EXERCISE REQUIREMENTS.
Reproduce the passage of the Zen hospice interview below from "Barefoot Magazine" up to and including "our Winter issue.".

SELECTED EXCERPT.
----

Barefoot Magazine
By Seikan Cech
This is the extended transcript of Charlotte Young’s interview with Seikan Cech. The shortened version (indicated in blue) is in our Winter issue.
Please can you explain about your work and what it is that you do.
You mean with the Melbourne Zen Hospice (MZH)? Well, the organisation is in its infancy now, you might say like a baby or toddler. It may have been nice to stop everything else and just be able to devote myself full-time to raising MZH, but this hasn’t been possible. So currently I also work part-time as a therapist and group leader for the Gawler Foundation, which is mostly work with cancer patients and as such very important and rewarding. And I also do some work with, well, people at different crossroads or in situations that require change—drug dependence, chronic anxiety or depression, ways of coping with chronic pain. So I suppose I am involved in different things, but you could also say that it’s actually one thing. Presently I’m able to use about half of my time for MZH, and over the next few years, I look forward to being able to just do MZH work. It’s a gradual process of transition. So what is it that MZH does? Well, we’re an organisation working with people who are dying, and this also includes their carers and families. Perhaps more accurately, our approach is less about working with the dying and more about just being with them, which necessarily means also just being with ourselves. The realm of death and dying is often most appropriately one of being, rather than doing, but it’s easy to forget this because we’re so used to “fixing” things.

----

DATA LISTING.
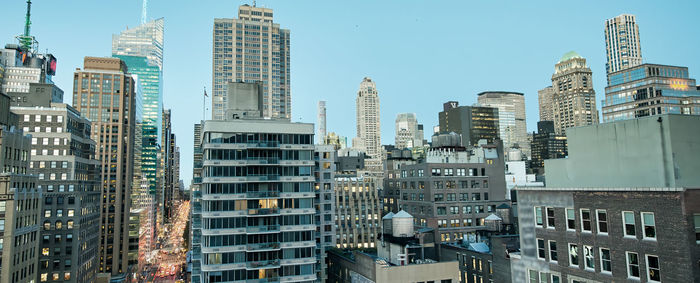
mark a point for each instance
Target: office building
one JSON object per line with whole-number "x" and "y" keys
{"x": 104, "y": 93}
{"x": 622, "y": 48}
{"x": 368, "y": 125}
{"x": 62, "y": 156}
{"x": 601, "y": 220}
{"x": 20, "y": 206}
{"x": 407, "y": 133}
{"x": 325, "y": 157}
{"x": 321, "y": 120}
{"x": 453, "y": 190}
{"x": 650, "y": 89}
{"x": 546, "y": 144}
{"x": 248, "y": 49}
{"x": 544, "y": 98}
{"x": 402, "y": 255}
{"x": 511, "y": 117}
{"x": 574, "y": 97}
{"x": 257, "y": 199}
{"x": 472, "y": 123}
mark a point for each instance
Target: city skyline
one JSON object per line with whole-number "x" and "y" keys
{"x": 312, "y": 80}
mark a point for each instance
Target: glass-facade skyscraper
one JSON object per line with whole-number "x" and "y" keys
{"x": 141, "y": 48}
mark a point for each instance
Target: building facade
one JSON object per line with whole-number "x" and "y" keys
{"x": 650, "y": 89}
{"x": 622, "y": 48}
{"x": 104, "y": 93}
{"x": 511, "y": 117}
{"x": 544, "y": 98}
{"x": 472, "y": 123}
{"x": 574, "y": 98}
{"x": 63, "y": 158}
{"x": 369, "y": 131}
{"x": 248, "y": 49}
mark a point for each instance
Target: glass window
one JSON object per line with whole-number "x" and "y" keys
{"x": 605, "y": 260}
{"x": 570, "y": 219}
{"x": 649, "y": 225}
{"x": 628, "y": 222}
{"x": 539, "y": 221}
{"x": 573, "y": 254}
{"x": 602, "y": 217}
{"x": 553, "y": 251}
{"x": 540, "y": 249}
{"x": 632, "y": 265}
{"x": 586, "y": 220}
{"x": 653, "y": 268}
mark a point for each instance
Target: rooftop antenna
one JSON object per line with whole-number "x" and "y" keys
{"x": 144, "y": 12}
{"x": 26, "y": 41}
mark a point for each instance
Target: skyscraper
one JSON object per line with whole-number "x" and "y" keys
{"x": 368, "y": 126}
{"x": 407, "y": 134}
{"x": 574, "y": 97}
{"x": 544, "y": 98}
{"x": 141, "y": 49}
{"x": 622, "y": 47}
{"x": 472, "y": 123}
{"x": 321, "y": 134}
{"x": 249, "y": 49}
{"x": 511, "y": 117}
{"x": 104, "y": 93}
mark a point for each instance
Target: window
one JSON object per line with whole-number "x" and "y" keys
{"x": 586, "y": 220}
{"x": 553, "y": 251}
{"x": 632, "y": 265}
{"x": 588, "y": 257}
{"x": 628, "y": 222}
{"x": 573, "y": 254}
{"x": 605, "y": 261}
{"x": 538, "y": 216}
{"x": 550, "y": 217}
{"x": 653, "y": 268}
{"x": 540, "y": 249}
{"x": 570, "y": 219}
{"x": 602, "y": 217}
{"x": 649, "y": 225}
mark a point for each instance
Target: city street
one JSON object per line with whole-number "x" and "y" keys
{"x": 170, "y": 259}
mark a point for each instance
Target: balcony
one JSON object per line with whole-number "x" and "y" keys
{"x": 274, "y": 263}
{"x": 263, "y": 229}
{"x": 263, "y": 246}
{"x": 264, "y": 211}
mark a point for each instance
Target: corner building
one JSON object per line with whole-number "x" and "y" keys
{"x": 258, "y": 202}
{"x": 104, "y": 93}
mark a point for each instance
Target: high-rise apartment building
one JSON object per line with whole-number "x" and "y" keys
{"x": 321, "y": 120}
{"x": 62, "y": 156}
{"x": 249, "y": 49}
{"x": 611, "y": 208}
{"x": 650, "y": 89}
{"x": 141, "y": 49}
{"x": 257, "y": 204}
{"x": 574, "y": 97}
{"x": 407, "y": 134}
{"x": 511, "y": 117}
{"x": 472, "y": 123}
{"x": 368, "y": 123}
{"x": 545, "y": 100}
{"x": 622, "y": 48}
{"x": 104, "y": 92}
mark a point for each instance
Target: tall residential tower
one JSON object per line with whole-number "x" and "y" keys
{"x": 249, "y": 49}
{"x": 622, "y": 47}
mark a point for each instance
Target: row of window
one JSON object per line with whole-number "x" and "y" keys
{"x": 546, "y": 217}
{"x": 548, "y": 251}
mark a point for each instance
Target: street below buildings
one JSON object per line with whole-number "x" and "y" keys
{"x": 169, "y": 263}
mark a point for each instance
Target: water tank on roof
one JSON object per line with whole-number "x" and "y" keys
{"x": 402, "y": 224}
{"x": 386, "y": 223}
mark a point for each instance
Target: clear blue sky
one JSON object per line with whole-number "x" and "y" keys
{"x": 420, "y": 53}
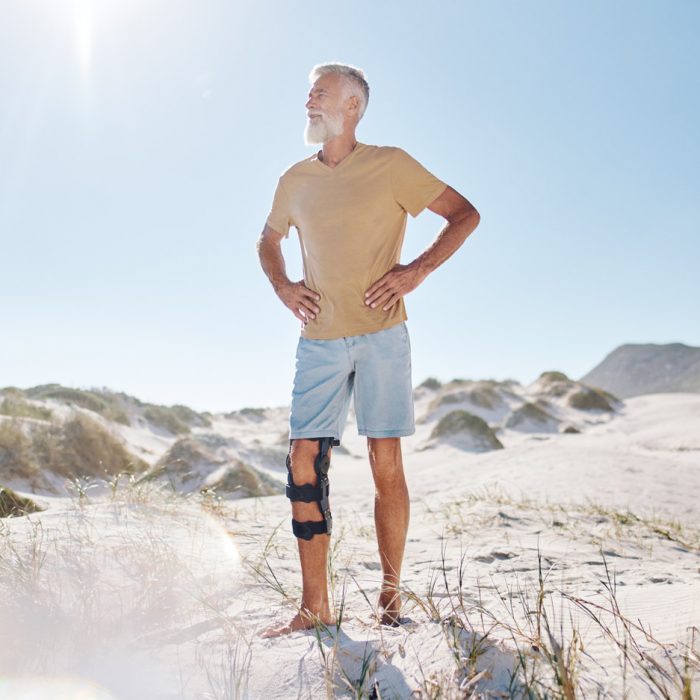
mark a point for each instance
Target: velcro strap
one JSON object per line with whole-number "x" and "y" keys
{"x": 307, "y": 530}
{"x": 306, "y": 493}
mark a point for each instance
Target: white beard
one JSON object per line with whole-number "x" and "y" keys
{"x": 328, "y": 127}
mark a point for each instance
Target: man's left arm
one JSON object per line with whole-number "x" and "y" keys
{"x": 462, "y": 218}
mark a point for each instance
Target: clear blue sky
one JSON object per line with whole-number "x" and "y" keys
{"x": 141, "y": 141}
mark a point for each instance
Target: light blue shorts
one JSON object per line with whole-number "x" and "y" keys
{"x": 375, "y": 366}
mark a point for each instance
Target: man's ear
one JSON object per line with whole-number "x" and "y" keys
{"x": 353, "y": 104}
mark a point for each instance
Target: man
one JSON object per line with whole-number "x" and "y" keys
{"x": 349, "y": 204}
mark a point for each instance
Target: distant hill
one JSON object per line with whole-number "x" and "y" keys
{"x": 631, "y": 370}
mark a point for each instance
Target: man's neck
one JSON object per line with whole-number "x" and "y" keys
{"x": 337, "y": 149}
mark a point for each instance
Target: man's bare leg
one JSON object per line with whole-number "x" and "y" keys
{"x": 313, "y": 553}
{"x": 391, "y": 516}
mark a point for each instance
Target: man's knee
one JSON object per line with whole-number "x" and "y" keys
{"x": 302, "y": 454}
{"x": 309, "y": 486}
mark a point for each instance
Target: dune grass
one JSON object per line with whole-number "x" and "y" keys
{"x": 77, "y": 447}
{"x": 518, "y": 636}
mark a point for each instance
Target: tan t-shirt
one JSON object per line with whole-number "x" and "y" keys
{"x": 351, "y": 221}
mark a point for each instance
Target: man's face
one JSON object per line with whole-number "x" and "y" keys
{"x": 325, "y": 110}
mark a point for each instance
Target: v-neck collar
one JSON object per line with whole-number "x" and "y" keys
{"x": 348, "y": 157}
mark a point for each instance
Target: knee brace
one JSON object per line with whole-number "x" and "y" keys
{"x": 308, "y": 493}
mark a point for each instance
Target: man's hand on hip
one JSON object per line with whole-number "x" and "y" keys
{"x": 300, "y": 300}
{"x": 396, "y": 283}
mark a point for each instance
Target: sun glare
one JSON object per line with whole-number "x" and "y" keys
{"x": 83, "y": 13}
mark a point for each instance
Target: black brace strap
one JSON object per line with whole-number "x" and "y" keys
{"x": 309, "y": 493}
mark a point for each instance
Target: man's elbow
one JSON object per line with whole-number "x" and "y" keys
{"x": 468, "y": 216}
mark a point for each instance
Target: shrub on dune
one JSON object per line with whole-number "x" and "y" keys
{"x": 14, "y": 505}
{"x": 466, "y": 430}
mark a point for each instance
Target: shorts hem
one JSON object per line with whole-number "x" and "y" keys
{"x": 309, "y": 435}
{"x": 405, "y": 432}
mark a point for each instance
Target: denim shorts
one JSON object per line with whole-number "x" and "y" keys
{"x": 376, "y": 367}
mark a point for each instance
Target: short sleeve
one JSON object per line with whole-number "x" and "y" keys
{"x": 414, "y": 187}
{"x": 279, "y": 217}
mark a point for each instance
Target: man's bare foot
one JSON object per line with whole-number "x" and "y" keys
{"x": 390, "y": 605}
{"x": 303, "y": 620}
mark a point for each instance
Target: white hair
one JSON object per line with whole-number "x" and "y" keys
{"x": 354, "y": 79}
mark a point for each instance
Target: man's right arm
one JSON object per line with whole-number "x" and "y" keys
{"x": 298, "y": 298}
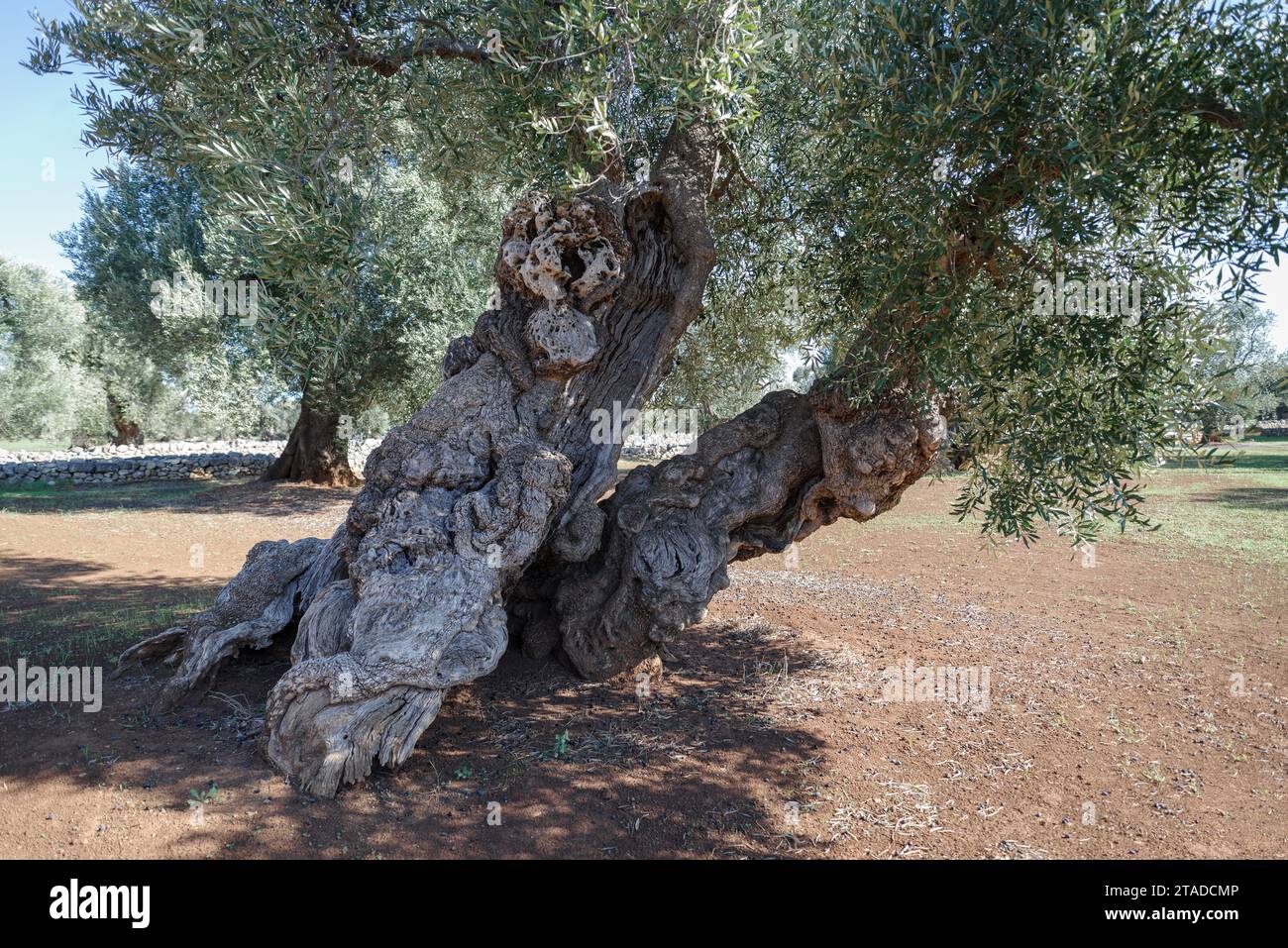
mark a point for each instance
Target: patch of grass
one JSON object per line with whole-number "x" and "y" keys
{"x": 65, "y": 498}
{"x": 1237, "y": 510}
{"x": 78, "y": 625}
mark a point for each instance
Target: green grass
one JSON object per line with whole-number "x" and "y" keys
{"x": 33, "y": 445}
{"x": 64, "y": 498}
{"x": 91, "y": 625}
{"x": 1236, "y": 510}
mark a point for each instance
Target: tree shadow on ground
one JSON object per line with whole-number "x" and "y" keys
{"x": 528, "y": 762}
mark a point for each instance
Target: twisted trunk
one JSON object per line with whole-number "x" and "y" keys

----

WRITTEN REPLY.
Barefoot Magazine
By Seikan Cech
This is the extended transcript of Charlotte Young’s interview with Seikan Cech. The shortened version (indicated in blue) is in our Winter issue.